-- Opening Marker --
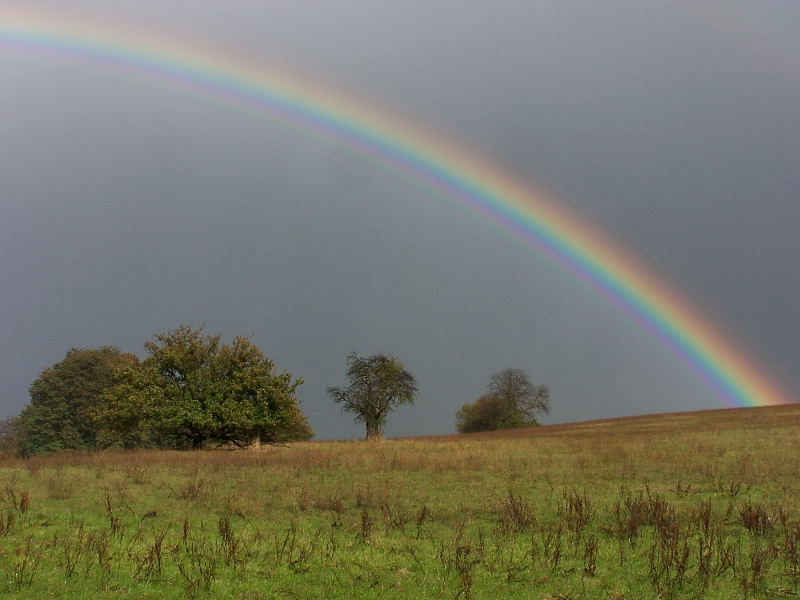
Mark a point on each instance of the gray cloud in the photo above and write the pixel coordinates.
(130, 205)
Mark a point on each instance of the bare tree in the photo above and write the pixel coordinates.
(515, 387)
(511, 401)
(378, 384)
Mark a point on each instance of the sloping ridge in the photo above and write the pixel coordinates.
(748, 418)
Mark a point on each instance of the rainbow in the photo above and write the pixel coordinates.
(474, 181)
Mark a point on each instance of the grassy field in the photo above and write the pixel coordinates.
(692, 505)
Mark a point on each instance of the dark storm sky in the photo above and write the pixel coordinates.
(130, 205)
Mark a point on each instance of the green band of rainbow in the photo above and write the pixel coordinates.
(475, 182)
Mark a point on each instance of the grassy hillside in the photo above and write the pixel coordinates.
(686, 505)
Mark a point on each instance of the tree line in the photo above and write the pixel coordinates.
(192, 390)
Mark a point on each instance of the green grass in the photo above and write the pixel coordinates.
(700, 505)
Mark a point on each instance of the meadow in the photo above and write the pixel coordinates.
(686, 505)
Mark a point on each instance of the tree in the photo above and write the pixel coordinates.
(66, 400)
(193, 389)
(511, 401)
(378, 385)
(9, 436)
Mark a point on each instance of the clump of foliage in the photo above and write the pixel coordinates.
(9, 436)
(511, 401)
(191, 390)
(378, 385)
(67, 399)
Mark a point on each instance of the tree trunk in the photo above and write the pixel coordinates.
(374, 432)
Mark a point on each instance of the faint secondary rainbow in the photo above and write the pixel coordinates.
(475, 182)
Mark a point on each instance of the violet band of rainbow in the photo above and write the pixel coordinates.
(474, 182)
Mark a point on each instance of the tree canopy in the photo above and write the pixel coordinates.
(511, 401)
(194, 389)
(190, 390)
(67, 399)
(378, 385)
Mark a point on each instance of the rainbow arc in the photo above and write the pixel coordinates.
(475, 182)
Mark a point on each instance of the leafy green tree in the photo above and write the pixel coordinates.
(9, 436)
(511, 401)
(378, 385)
(66, 400)
(193, 389)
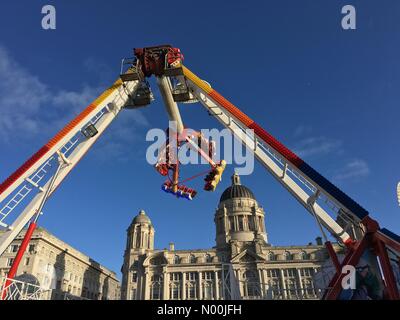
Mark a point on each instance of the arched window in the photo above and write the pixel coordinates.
(156, 287)
(271, 256)
(251, 284)
(303, 255)
(241, 224)
(192, 259)
(287, 255)
(208, 290)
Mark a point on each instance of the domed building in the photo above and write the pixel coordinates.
(242, 265)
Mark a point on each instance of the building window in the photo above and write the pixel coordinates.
(260, 224)
(251, 284)
(209, 275)
(192, 259)
(287, 255)
(133, 297)
(232, 224)
(14, 248)
(251, 224)
(156, 287)
(175, 291)
(303, 255)
(208, 290)
(10, 262)
(192, 288)
(241, 225)
(271, 256)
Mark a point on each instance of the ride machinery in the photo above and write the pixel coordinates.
(25, 192)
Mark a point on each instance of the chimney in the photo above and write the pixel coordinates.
(318, 240)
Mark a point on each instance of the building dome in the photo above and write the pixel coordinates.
(141, 218)
(236, 190)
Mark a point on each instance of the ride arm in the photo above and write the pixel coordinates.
(23, 193)
(312, 190)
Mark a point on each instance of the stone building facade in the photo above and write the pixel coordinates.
(242, 265)
(64, 272)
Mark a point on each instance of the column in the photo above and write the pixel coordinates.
(183, 285)
(238, 286)
(302, 292)
(146, 287)
(216, 297)
(165, 285)
(261, 279)
(200, 287)
(284, 293)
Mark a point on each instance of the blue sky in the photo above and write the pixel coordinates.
(329, 94)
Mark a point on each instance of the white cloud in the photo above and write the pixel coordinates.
(29, 107)
(317, 146)
(302, 130)
(354, 169)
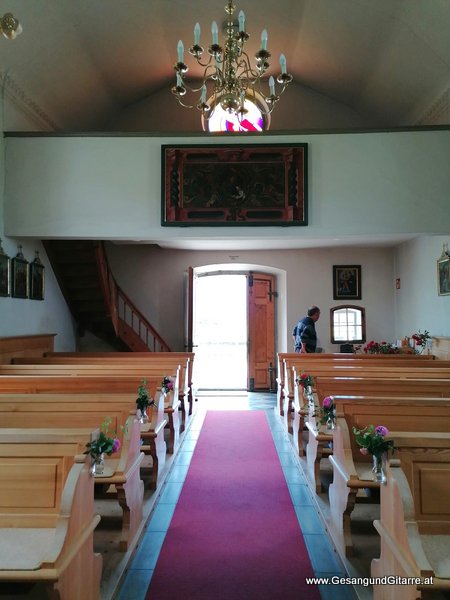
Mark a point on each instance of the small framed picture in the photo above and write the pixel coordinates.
(347, 282)
(37, 278)
(5, 271)
(443, 268)
(19, 277)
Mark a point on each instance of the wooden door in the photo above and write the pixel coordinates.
(188, 309)
(261, 331)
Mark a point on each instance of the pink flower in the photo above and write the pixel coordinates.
(327, 402)
(381, 430)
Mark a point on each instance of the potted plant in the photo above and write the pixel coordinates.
(167, 384)
(373, 441)
(327, 413)
(143, 401)
(422, 340)
(307, 382)
(107, 442)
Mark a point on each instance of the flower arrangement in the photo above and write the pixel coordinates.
(373, 440)
(327, 412)
(421, 340)
(305, 380)
(144, 400)
(380, 348)
(106, 443)
(167, 384)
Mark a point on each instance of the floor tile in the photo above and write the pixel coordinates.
(161, 517)
(322, 556)
(135, 584)
(178, 473)
(148, 551)
(183, 458)
(335, 591)
(293, 475)
(287, 459)
(309, 520)
(300, 494)
(170, 493)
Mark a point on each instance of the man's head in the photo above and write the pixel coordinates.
(314, 313)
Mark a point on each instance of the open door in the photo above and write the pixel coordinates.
(261, 331)
(188, 309)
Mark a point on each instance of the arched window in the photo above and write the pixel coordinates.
(348, 324)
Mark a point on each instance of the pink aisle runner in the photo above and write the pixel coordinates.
(234, 534)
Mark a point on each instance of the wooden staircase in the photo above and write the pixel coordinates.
(95, 300)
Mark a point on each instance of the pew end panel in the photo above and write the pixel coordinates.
(351, 469)
(123, 472)
(56, 551)
(414, 524)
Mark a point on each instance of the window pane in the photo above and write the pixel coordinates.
(347, 324)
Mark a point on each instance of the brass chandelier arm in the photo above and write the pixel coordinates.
(229, 79)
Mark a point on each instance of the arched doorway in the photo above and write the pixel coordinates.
(233, 329)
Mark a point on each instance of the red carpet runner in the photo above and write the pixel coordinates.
(234, 534)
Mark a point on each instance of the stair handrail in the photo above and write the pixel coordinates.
(120, 305)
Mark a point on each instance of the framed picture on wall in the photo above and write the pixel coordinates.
(19, 277)
(443, 273)
(4, 274)
(232, 186)
(37, 280)
(347, 282)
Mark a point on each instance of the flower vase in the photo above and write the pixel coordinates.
(98, 465)
(307, 392)
(143, 416)
(377, 469)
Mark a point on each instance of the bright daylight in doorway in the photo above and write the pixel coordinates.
(220, 332)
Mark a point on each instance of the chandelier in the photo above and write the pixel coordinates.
(10, 26)
(229, 80)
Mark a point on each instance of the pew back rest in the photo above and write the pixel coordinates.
(425, 460)
(114, 383)
(32, 483)
(332, 386)
(186, 359)
(397, 414)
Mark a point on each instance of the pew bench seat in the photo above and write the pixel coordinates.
(123, 473)
(351, 470)
(47, 525)
(414, 523)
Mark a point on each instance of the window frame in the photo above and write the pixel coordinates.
(363, 324)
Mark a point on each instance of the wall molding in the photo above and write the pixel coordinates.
(19, 98)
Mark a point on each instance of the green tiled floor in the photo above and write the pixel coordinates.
(324, 559)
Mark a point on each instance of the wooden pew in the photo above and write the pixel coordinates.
(47, 524)
(306, 362)
(90, 383)
(185, 359)
(351, 470)
(88, 409)
(122, 470)
(360, 386)
(320, 439)
(155, 373)
(414, 524)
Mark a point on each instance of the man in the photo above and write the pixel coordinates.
(304, 333)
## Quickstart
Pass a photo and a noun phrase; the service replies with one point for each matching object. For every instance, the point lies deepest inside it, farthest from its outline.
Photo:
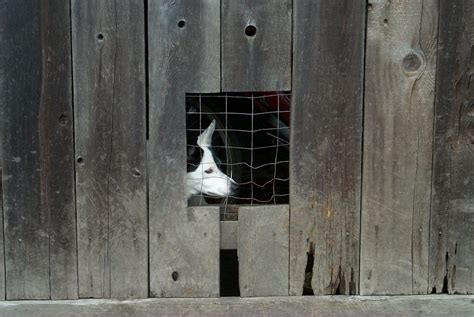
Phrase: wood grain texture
(109, 95)
(452, 213)
(398, 132)
(263, 250)
(181, 60)
(193, 269)
(261, 62)
(328, 51)
(353, 306)
(2, 250)
(37, 150)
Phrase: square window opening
(237, 149)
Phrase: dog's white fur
(208, 178)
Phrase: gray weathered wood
(354, 306)
(109, 95)
(229, 235)
(2, 253)
(193, 269)
(328, 49)
(399, 101)
(263, 250)
(452, 213)
(261, 62)
(37, 146)
(184, 56)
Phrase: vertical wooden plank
(184, 56)
(452, 214)
(259, 62)
(109, 94)
(2, 249)
(263, 249)
(196, 273)
(399, 101)
(37, 147)
(328, 52)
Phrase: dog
(207, 178)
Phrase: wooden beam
(259, 61)
(263, 250)
(326, 133)
(354, 306)
(110, 132)
(398, 136)
(184, 56)
(452, 213)
(37, 150)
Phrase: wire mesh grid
(250, 144)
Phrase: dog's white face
(208, 178)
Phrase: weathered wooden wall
(37, 150)
(452, 210)
(398, 135)
(108, 50)
(93, 149)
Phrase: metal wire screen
(250, 144)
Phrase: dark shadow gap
(308, 273)
(229, 273)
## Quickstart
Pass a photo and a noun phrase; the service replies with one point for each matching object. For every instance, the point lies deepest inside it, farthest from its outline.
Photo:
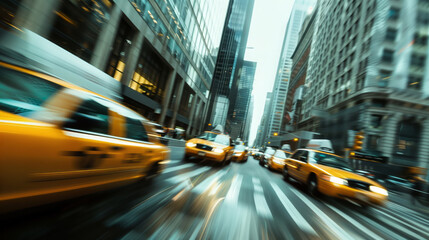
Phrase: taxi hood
(209, 143)
(345, 174)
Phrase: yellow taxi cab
(60, 141)
(210, 145)
(331, 175)
(277, 161)
(240, 153)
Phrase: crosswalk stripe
(172, 169)
(407, 216)
(183, 177)
(337, 230)
(407, 211)
(260, 201)
(234, 190)
(403, 229)
(204, 185)
(293, 212)
(375, 224)
(355, 223)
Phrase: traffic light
(359, 136)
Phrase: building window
(407, 140)
(391, 34)
(372, 142)
(387, 56)
(8, 10)
(422, 18)
(78, 24)
(120, 49)
(150, 75)
(418, 60)
(421, 40)
(375, 120)
(414, 82)
(393, 14)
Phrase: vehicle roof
(319, 151)
(58, 81)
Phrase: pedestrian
(417, 188)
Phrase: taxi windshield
(23, 94)
(217, 138)
(332, 161)
(240, 148)
(281, 154)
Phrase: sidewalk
(406, 200)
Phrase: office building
(368, 71)
(242, 103)
(298, 14)
(155, 56)
(224, 87)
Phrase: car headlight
(217, 150)
(278, 160)
(379, 190)
(333, 179)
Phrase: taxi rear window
(22, 94)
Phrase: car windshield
(217, 138)
(281, 154)
(332, 161)
(240, 148)
(24, 94)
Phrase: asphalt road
(193, 200)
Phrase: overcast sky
(266, 35)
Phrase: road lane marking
(364, 229)
(378, 226)
(408, 212)
(234, 190)
(293, 212)
(172, 169)
(337, 230)
(260, 201)
(403, 229)
(183, 177)
(205, 185)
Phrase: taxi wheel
(286, 174)
(153, 172)
(312, 186)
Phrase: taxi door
(292, 163)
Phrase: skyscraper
(299, 12)
(368, 71)
(229, 63)
(155, 56)
(244, 93)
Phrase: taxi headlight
(278, 160)
(333, 179)
(218, 150)
(379, 190)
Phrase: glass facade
(120, 50)
(190, 32)
(78, 24)
(150, 76)
(230, 59)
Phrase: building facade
(368, 71)
(296, 88)
(159, 53)
(224, 87)
(298, 14)
(260, 140)
(241, 109)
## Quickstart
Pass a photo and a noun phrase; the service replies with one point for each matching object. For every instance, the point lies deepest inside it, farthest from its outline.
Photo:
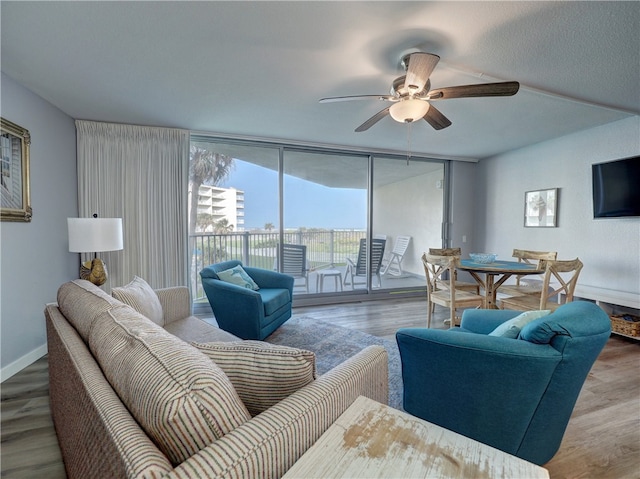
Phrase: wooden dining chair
(526, 286)
(435, 268)
(560, 278)
(444, 283)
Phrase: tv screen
(616, 188)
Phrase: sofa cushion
(238, 276)
(263, 374)
(141, 297)
(181, 399)
(274, 299)
(82, 302)
(511, 328)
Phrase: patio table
(495, 274)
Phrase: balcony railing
(324, 248)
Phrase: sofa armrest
(176, 303)
(270, 443)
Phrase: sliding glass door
(408, 205)
(342, 223)
(325, 210)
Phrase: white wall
(412, 207)
(609, 248)
(34, 256)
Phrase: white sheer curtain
(139, 174)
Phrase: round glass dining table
(495, 274)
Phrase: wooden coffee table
(373, 440)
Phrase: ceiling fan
(411, 94)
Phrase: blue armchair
(244, 312)
(516, 395)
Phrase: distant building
(222, 203)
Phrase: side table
(328, 273)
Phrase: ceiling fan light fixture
(411, 109)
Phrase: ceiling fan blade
(466, 91)
(373, 120)
(419, 69)
(436, 119)
(357, 97)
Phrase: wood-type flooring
(601, 441)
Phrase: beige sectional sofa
(134, 397)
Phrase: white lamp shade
(411, 109)
(92, 235)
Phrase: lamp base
(94, 271)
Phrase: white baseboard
(21, 363)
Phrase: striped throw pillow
(139, 295)
(263, 374)
(182, 400)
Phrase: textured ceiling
(259, 68)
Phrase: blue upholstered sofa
(513, 394)
(244, 312)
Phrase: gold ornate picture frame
(15, 184)
(541, 208)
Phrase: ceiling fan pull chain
(409, 142)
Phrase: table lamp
(93, 235)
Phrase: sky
(306, 204)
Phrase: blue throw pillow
(511, 328)
(238, 276)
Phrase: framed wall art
(541, 208)
(15, 189)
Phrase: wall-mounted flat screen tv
(616, 188)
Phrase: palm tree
(205, 167)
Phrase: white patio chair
(394, 264)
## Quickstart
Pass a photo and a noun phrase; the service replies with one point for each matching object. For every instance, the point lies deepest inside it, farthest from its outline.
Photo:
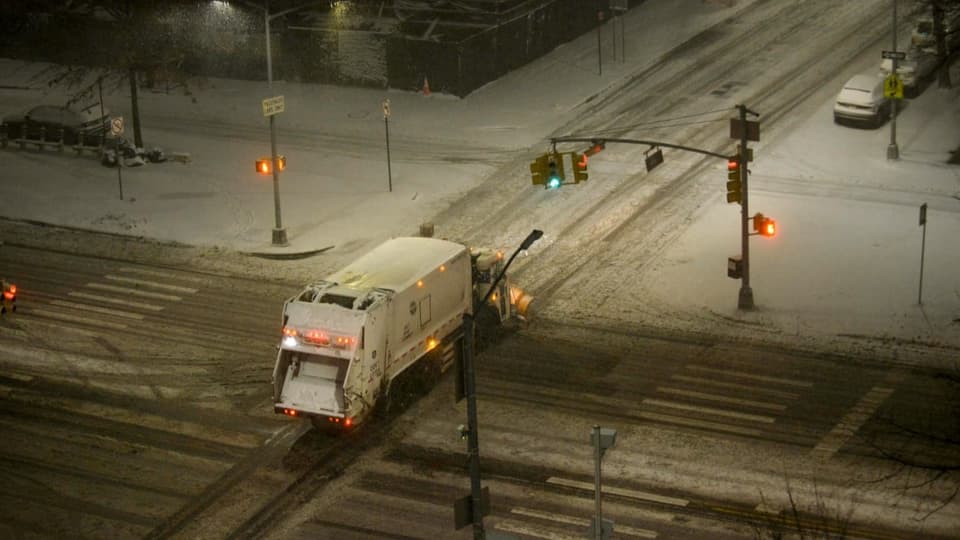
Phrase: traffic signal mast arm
(602, 142)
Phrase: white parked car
(861, 101)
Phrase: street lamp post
(279, 233)
(893, 151)
(469, 387)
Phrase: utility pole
(470, 509)
(893, 151)
(745, 300)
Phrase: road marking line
(160, 273)
(735, 386)
(549, 516)
(109, 300)
(97, 309)
(740, 374)
(722, 399)
(135, 292)
(622, 492)
(620, 529)
(153, 284)
(524, 529)
(84, 320)
(709, 410)
(764, 509)
(703, 424)
(845, 429)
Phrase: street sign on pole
(893, 86)
(272, 106)
(737, 129)
(116, 125)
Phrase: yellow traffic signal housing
(579, 164)
(540, 170)
(263, 165)
(734, 185)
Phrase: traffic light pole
(279, 233)
(745, 300)
(893, 151)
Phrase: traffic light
(263, 164)
(9, 303)
(554, 171)
(540, 170)
(734, 186)
(579, 163)
(764, 226)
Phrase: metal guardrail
(23, 141)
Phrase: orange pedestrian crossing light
(764, 226)
(263, 165)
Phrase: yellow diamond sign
(893, 86)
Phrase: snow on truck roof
(396, 264)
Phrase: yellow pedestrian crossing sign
(893, 86)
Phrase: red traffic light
(769, 228)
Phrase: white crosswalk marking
(135, 292)
(579, 522)
(702, 424)
(752, 376)
(851, 423)
(72, 318)
(709, 410)
(160, 273)
(110, 300)
(751, 388)
(721, 399)
(97, 309)
(622, 492)
(152, 284)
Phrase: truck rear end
(320, 357)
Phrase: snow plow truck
(346, 339)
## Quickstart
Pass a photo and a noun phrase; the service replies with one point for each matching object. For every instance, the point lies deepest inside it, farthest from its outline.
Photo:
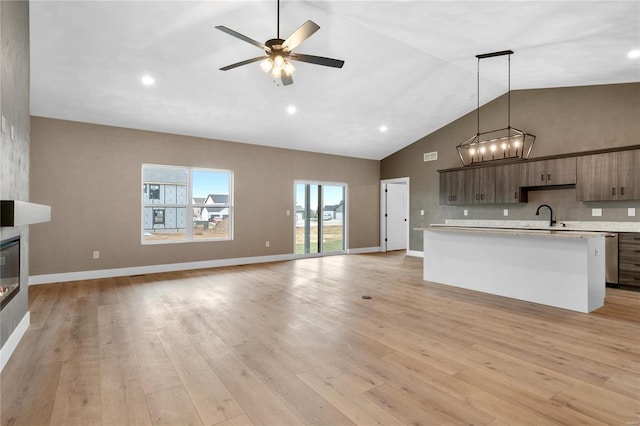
-- Closing Marker --
PROBLEM DETAILS: Without the pictures, repeat exactly the lines running from the line containing "Phrase: yellow pedestrian crossing sign" through the end of the data, both ends included.

RESPONSE FOR THIS EXERCISE:
Phrase: yellow pedestrian crossing sign
(893, 86)
Phrase: red traffic light
(769, 228)
Phrase: white crosswalk marking
(135, 292)
(579, 522)
(702, 424)
(752, 376)
(851, 423)
(72, 318)
(709, 410)
(160, 273)
(110, 300)
(751, 388)
(721, 399)
(97, 309)
(622, 492)
(152, 284)
Phrase: truck rear end
(320, 357)
Phrase: snow plow truck
(346, 339)
## Quickstart
Pass a photo and a noun phrase; the service replies with one point for each matching object. For every instance, the point lies deepest inside it, farthest from its outline.
Photo:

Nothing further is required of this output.